» **Tasks to carry out**
**A.** Answer these questions from the Cruze muffler delete forum thread, one line each, marked like the questions.
(i) What year, trim, and engine does rudeboybelize say his car has?
(ii) How much does rudeboybelize say he spent on the muffler delete?
(iii) Which exhaust brand does rudeboybelize say comes closest to the note of his setup?
**B.** Write the next part of the Cruze muffler delete forum thread, continuing from its last line.

» **Excerpt to read**
BAHAHAHAHA! Yeah i'm just really pumped. I'm sure the wait will be well worth it


----------



## vitgia78 (Mar 9, 2011)

How is about performance, issane?


----------



## prince_bigd (Jul 16, 2013)

considering the majority of your backpressure is from the cats/res and bends i doubt the muffler itself was much of a hinderance to flow. It also shouldnt have any negative effects with the rest of the system still stock but who knows with modern small displacement engines. I wonder how the same thing would sound on the 1.4 but i keep telling myself i like the quiet...i like the quiet....lmao


----------



## Octane Cruze (Jun 8, 2013)

Videooooo


----------



## Blue Angel (Feb 18, 2011)

Subscribed


----------



## rudeboybelize (Aug 5, 2012)

I've been planning on doing this to compliment the Intake RESO Delete with K&N Drop- IN Filter I already have however I would add a vibrant performance ultra quiet resonator as a muffler to change tone but if the video of this is what im looking for then this is it...I have a 2012 LS 1.8L also living in Los Angeles the cops here can be real ****:disgust:


----------



## Octane Cruze (Jun 8, 2013)

Inssane, I shot you a message and I'm wondering if you did the video. Lmk, thanks.


Sent from AutoGuide.com Free App


----------



## rudeboybelize (Aug 5, 2012)

i could no longer wait for the video i went ahead and did it...its perfect for California Streets low deep and almost stock quiet once your off and moving i have a 1.8l and it growls when punched i think they should of made it come like this no drone either ...best $50 bucks spent


----------



## rudeboybelize (Aug 5, 2012)

im also running this with the air intake reso bypass and k&n drop in ,i've notice that it is very nice when launching not being thrown around but maybe a placebo effect the torque is def not as stong down low but up top its almost as good as a tune


----------



## Octane Cruze (Jun 8, 2013)

^ sent you a msg, please post a video 


Sent from AutoGuide.com Free App


----------



## Gh0st (Oct 17, 2012)

This is my biggest gripe with the cruze...there is no exhaust sound. I hate hacking up my exhaust though as I always regret it in the future.


----------



## rudeboybelize (Aug 5, 2012)

i felt the same what exhaust..i ran open downpipe for a week just for noise lost power badly in the low +high torque ranges..so i bolted the flanges back and got the torque back..i saw this thread since i had been reading into all the exhaust post and decided to wait for inssane to post a video but i could no longer wait..i did the muffler delete and love it if i add in a muffler i would add back a lil back pressure and loose my high rpm HP gains and move it back to the mid rpm torque gain but loose hp.. i think it really depends on how you drive i like to hold 3k in 1st gear then rev up to 5k then shift every gear after that at 5K so this helps me i've short my 0-60 to 7.63 sec +96 degrees in San Fernando Valley California im currently shooting video of the exhaust tone not to add to the bad sound quality ones out already i would say BORLA is the closest to this note


----------



## Octane Cruze (Jun 8, 2013)

» **Material**
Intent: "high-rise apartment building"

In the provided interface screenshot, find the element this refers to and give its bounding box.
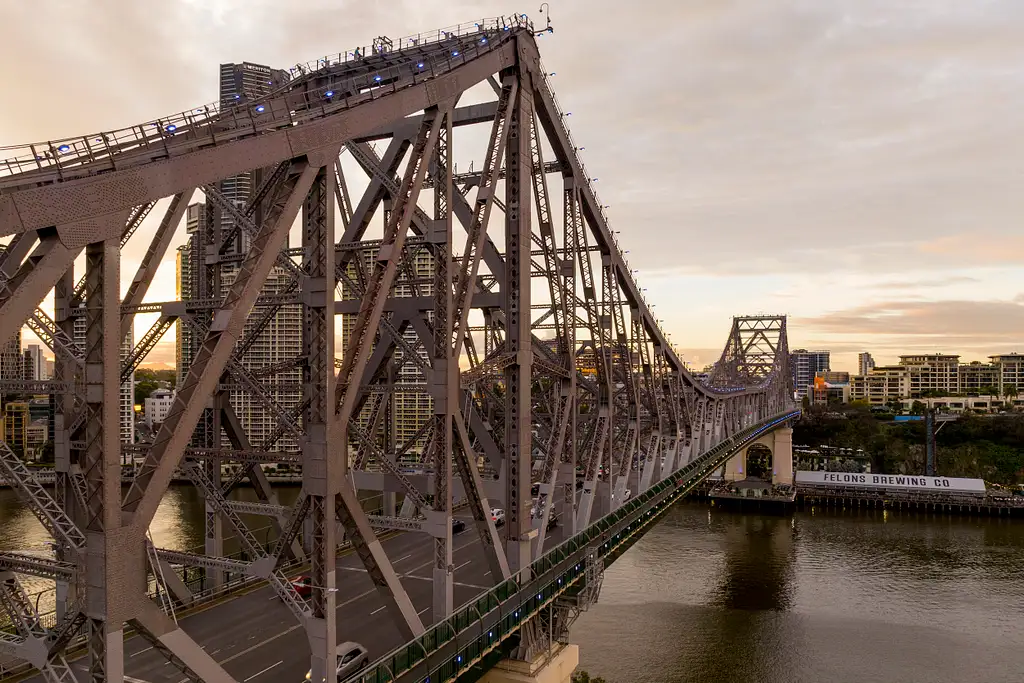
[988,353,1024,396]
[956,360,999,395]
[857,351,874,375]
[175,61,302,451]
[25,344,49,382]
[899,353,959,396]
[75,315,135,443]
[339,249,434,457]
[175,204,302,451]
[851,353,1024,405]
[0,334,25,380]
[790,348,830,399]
---
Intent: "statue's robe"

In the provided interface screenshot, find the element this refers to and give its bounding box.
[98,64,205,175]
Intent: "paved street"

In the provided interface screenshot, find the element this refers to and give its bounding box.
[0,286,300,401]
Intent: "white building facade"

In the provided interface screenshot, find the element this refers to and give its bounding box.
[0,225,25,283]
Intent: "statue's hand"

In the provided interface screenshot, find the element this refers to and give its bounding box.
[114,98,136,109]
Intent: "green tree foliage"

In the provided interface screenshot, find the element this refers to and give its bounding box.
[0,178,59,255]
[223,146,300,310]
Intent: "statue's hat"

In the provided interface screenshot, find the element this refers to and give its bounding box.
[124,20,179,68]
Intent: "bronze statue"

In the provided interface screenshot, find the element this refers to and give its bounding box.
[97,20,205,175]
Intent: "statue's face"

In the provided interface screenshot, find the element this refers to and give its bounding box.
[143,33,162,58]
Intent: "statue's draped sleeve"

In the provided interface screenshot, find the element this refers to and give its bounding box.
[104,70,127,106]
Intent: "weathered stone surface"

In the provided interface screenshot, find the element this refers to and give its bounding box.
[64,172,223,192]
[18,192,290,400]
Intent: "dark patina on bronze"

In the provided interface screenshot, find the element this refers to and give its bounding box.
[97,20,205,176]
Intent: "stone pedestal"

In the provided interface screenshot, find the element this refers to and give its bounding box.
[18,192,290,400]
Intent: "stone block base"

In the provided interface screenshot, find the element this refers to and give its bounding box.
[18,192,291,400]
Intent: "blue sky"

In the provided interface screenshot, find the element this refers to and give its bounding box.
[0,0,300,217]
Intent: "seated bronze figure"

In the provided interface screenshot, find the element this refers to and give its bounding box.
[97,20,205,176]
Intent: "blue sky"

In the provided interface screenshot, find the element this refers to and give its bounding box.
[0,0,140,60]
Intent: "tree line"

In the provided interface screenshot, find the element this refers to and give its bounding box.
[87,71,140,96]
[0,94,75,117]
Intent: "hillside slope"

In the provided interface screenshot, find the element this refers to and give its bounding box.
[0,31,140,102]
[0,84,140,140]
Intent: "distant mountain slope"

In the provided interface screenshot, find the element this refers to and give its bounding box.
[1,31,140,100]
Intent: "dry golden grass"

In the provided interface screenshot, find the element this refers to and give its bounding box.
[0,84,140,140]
--
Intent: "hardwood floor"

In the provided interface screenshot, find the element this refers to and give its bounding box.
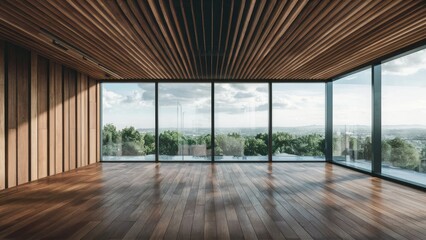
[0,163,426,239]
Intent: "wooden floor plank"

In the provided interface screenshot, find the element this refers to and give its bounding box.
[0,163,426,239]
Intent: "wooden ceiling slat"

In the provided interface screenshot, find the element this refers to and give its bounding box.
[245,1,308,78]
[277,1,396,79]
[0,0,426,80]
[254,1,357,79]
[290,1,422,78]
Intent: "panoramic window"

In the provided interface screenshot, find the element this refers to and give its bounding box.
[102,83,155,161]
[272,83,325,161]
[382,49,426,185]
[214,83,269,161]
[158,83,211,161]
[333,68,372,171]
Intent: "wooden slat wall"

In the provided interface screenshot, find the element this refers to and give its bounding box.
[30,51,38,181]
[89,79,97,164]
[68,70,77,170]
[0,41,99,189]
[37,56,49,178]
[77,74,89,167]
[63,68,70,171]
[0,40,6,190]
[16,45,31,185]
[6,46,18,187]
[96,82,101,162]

» **Responses**
**A.**
(i) A 2012 LS with the 1.8L engine.
(ii) $50.
(iii) BORLA.

**B.**
rudeboybelize said:


> i felt the same what exhaust..i ran open downpipe for a week just for noise lost power badly in the low +high torque ranges..so i bolted the flanges back and got the torque back..i saw this thread since i had been reading into all the exhaust post and decided to wait for inssane to post a video but i could no longer wait..i did the muffler delete and love it if i add in a muffler i would add back a lil back pressure and loose my high rpm HP gains and move it back to the mid rpm torque gain but loose hp.. i think it really depends on how you drive i like to hold 3k in 1st gear then rev up to 5k then shift every gear after that at 5K so this helps me i've short my 0-60 to 7.63 sec +96 degrees in San Fernando Valley California im currently shooting video of the exhaust tone not to add to the bad sound quality ones out already i would say BORLA is the closest to this note


Can you pleaseeeee post some pictures and a video of this. I've been waiting forever


Sent from AutoGuide.com Free App


----------



## rudeboybelize (Aug 5, 2012)

youtube video link {http://youtu.be/LlvKAQF-YLs}
pics {skadeem2's Library | Photobucket}


----------



## Octane Cruze (Jun 8, 2013)

rudeboybelize said:


> youtube video link {http://youtu.be/LlvKAQF-YLs}
> pics {skadeem2's Library | Photobucket}





Sent from AutoGuide.com Free App


----------



## Merc6 (Jun 8, 2013)

Gh0st said:


> This is my biggest gripe with the cruze...there is no exhaust sound. I hate hacking up my exhaust though as I always regret it in the future.


 Why does the Dodge Dart get a rally inspired exhaust note and we get moving air? Yep I hacked my Subaru up quite a bit till I got how I wanted it. I want to see/hear some stuff in person before I go down that road. I don't have the feedom as I did before to go 4 or 5 times to the exhaust shop to add/delete a component.


----------



## jakkaroo (Feb 12, 2011)

Nice,forgot what the 1.8l sounded like without a muffler.Guess i know where im headed tomorrow,stock is just way to quiet.


----------



## rudeboybelize (Aug 5, 2012)

better video tonight minus the neighbors lol the cam i believe was too far and directly in the path of the exhaust (wind noise at the end of rev) my ecu has adjusted and now im pulling great no loss of power i've added power dont do this if your gonna run it completely stock ill rev and try to get a video of me driving on the freeway or a pull


----------



## inssane (Jun 20, 2011)

Yeah I bombed on the video, I tried a few more times, and it sounds similar to the vid posted above, couldn't tell much.
I'm still going to try to get a drive by under a bridge by me, sounds great. It's just a shorter light to light area, so getting up to 50 or so may be tricky.
I just have the KN SRI, !muffler, and Trifecta tune, and I can't wait to see my 0-60. I too think I found the sweet spot on my auto "manual" shift points, you have to account for the second of lag from the time you shift until it engages, otherwise it will hit the rev limiter.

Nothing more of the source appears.